(Data entries)
***
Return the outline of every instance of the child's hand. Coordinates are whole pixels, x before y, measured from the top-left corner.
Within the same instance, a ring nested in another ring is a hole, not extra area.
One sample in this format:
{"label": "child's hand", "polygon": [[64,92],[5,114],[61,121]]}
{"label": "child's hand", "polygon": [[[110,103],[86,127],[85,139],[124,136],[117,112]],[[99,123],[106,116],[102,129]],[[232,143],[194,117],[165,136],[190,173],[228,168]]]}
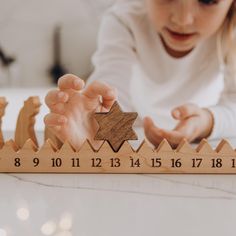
***
Format every line of the entries above as a Markdown table with the columns Row and Line, numbering the rows and skipping any blank lines. Leave the pictures out of the table.

| Row | Line |
|---|---|
| 1 | Return the outline of every instance of the child's hand. Coordinates are whole pixels, x before y, measured from the top-left corner. |
| 2 | Within the same instance, a ring nested in another ring is a hole, not extra area. |
| 3 | One sample in this format: |
| 4 | {"label": "child's hand", "polygon": [[64,92],[5,114],[61,121]]} |
| 5 | {"label": "child's hand", "polygon": [[[110,103],[86,127],[85,139],[124,136],[117,112]],[[99,123],[106,116],[102,129]],[[232,143],[194,117],[165,136],[190,173],[228,168]]]} |